------ THE RECORDS ------

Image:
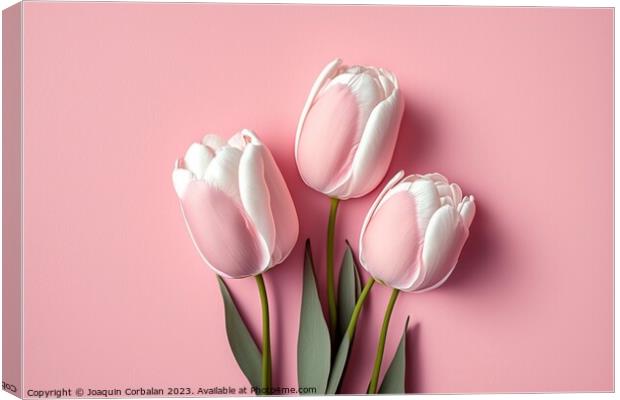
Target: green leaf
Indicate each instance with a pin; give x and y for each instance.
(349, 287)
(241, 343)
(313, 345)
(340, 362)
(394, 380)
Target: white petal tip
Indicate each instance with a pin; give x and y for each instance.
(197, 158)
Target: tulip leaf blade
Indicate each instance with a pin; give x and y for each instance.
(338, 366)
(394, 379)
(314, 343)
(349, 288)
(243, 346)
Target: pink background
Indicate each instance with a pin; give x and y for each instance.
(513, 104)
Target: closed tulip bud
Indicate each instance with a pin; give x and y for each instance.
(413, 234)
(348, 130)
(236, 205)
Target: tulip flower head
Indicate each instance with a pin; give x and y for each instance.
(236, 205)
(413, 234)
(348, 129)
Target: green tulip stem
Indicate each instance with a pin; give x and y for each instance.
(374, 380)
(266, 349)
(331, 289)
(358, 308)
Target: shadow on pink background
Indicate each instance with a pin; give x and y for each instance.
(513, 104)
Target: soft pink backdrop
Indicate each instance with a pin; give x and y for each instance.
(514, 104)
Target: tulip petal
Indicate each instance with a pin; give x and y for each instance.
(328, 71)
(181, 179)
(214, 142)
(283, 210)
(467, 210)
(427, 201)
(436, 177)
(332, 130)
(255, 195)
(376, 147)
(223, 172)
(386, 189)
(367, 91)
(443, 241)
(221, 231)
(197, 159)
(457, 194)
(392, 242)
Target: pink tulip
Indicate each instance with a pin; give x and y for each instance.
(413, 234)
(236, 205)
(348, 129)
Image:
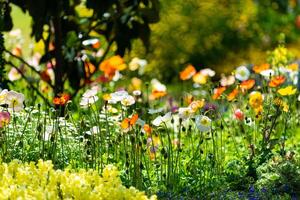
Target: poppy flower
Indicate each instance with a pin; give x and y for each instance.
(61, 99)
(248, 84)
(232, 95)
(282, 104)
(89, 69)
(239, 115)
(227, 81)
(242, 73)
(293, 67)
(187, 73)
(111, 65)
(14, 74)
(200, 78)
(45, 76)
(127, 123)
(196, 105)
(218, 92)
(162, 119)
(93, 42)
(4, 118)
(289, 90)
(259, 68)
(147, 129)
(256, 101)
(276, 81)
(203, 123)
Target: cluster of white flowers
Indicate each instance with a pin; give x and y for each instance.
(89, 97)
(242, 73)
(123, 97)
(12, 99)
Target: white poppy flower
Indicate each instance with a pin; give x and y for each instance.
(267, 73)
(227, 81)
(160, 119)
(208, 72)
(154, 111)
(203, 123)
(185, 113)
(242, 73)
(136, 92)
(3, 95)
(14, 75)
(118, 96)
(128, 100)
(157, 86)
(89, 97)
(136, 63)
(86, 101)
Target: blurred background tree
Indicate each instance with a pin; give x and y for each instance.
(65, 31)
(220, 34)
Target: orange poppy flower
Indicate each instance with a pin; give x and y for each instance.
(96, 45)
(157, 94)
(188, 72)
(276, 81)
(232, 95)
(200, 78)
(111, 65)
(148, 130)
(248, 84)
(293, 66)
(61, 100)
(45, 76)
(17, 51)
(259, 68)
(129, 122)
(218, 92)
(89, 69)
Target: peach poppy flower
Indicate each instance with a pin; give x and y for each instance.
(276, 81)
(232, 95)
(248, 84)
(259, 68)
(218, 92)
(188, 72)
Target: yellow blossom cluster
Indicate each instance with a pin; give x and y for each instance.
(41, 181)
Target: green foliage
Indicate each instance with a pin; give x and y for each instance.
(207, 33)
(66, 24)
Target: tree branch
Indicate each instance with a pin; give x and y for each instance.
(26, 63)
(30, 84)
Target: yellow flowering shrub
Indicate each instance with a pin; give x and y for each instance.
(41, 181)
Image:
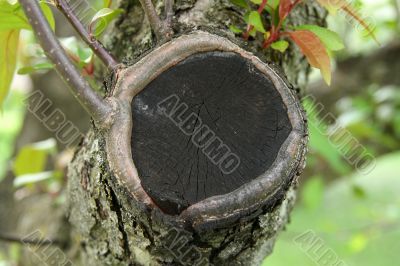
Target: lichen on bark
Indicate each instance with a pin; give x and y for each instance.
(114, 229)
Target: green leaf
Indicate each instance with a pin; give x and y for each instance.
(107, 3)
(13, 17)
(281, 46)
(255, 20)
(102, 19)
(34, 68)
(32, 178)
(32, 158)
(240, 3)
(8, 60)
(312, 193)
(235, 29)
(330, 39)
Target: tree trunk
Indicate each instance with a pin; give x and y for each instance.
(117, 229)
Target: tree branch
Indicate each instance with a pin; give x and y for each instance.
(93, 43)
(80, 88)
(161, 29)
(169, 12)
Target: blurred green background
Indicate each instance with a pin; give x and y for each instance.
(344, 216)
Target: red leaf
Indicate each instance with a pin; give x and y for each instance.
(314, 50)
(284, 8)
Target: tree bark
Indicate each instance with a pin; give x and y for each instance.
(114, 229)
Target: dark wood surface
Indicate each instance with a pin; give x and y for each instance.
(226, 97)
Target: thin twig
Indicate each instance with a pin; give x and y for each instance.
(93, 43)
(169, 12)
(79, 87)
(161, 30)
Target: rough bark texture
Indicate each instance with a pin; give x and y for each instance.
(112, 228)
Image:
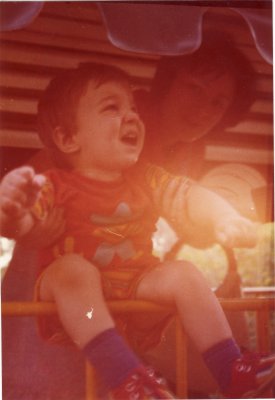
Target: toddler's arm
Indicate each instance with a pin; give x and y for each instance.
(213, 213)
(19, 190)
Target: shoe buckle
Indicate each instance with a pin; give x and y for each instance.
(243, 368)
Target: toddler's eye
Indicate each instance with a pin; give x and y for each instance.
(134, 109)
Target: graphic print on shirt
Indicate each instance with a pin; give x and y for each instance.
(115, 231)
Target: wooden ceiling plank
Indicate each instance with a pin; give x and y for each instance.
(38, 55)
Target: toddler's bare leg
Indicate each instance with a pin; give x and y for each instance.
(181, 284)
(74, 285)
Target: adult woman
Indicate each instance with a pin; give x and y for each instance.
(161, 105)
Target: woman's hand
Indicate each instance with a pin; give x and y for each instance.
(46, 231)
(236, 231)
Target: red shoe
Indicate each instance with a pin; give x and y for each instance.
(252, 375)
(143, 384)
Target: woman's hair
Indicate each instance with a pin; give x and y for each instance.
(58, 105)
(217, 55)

------
------ THE RECORDS ------

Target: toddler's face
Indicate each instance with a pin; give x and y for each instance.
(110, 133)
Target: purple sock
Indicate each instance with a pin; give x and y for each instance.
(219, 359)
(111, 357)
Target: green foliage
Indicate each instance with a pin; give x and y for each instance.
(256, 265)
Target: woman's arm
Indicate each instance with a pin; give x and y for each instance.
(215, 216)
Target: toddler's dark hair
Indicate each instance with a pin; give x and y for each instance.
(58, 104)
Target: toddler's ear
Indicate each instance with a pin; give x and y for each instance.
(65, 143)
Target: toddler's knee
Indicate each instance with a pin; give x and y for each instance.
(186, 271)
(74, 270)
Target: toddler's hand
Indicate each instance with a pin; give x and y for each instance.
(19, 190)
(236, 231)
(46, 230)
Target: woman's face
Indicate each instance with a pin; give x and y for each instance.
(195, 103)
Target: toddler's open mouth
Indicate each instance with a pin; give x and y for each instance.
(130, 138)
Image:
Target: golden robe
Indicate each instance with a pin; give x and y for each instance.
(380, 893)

------

*REQUIRED WORK*.
Return the lines above from the one with "Target: orange poppy flower" through the one with "Target: red leaf", verbatim and nothing else. Omit every picture.

*RESPONSE AREA*.
Target: orange poppy flower
Indicate each instance with a pin; give x and y for each instance.
(96, 45)
(157, 94)
(188, 72)
(276, 81)
(232, 95)
(200, 78)
(111, 65)
(148, 130)
(248, 84)
(293, 66)
(61, 100)
(45, 76)
(17, 51)
(259, 68)
(129, 122)
(218, 92)
(89, 69)
Target: peach poppy flower
Indicate each instance with a pin; give x and y for each instance.
(276, 81)
(232, 95)
(248, 84)
(259, 68)
(218, 92)
(188, 72)
Target: yellow blossom cluster
Indicate each instance with a pin; give x and y for each instance.
(41, 181)
Target: green foliage
Indicate each instance with a pin; give x and y for each instance.
(207, 33)
(66, 24)
Target: tree branch
Indicate each instance with a pin; give x and y for each instance.
(26, 63)
(30, 84)
Target: yellow flowering shrub
Indicate each instance with a pin; give x and y for each instance.
(41, 181)
Image:
Target: lichen on bark
Indicate each instance with a pin; give x and y for each instance.
(114, 229)
Target: green leaf
Indicate each instance with a pin; give x and y for each instance.
(107, 3)
(13, 17)
(281, 46)
(255, 20)
(102, 19)
(34, 68)
(32, 178)
(32, 158)
(240, 3)
(8, 60)
(312, 193)
(235, 29)
(330, 39)
Target: tree trunk
Indicate each instance with a pin; give x and y for each instance.
(117, 229)
Target: tree branch
Indicate each instance with a pin; give x and y for each instance.
(93, 43)
(80, 88)
(161, 29)
(169, 12)
Target: blurred green background
Indicate each instance with a pin; give x and y for each instance.
(344, 216)
Target: red leaf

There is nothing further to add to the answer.